▶ [Study material]:
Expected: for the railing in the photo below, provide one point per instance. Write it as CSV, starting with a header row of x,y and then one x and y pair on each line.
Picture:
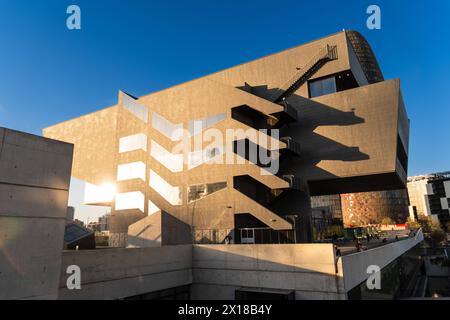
x,y
292,145
265,236
325,54
243,236
212,236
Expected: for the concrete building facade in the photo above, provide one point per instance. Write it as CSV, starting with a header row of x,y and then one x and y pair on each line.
x,y
34,184
332,125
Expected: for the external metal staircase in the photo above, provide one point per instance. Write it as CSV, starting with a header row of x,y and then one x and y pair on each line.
x,y
325,55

▶ [Task description]:
Would you return exactly the lines from the one containing "Expected: for the external" through the end of the listing, both included, and only them?

▶ [Exercise output]:
Expected: for the external metal staircase in the photo above, provide one point per instance. Write it as CSV, starting with a header row of x,y and then one x and y pair on each line.
x,y
325,55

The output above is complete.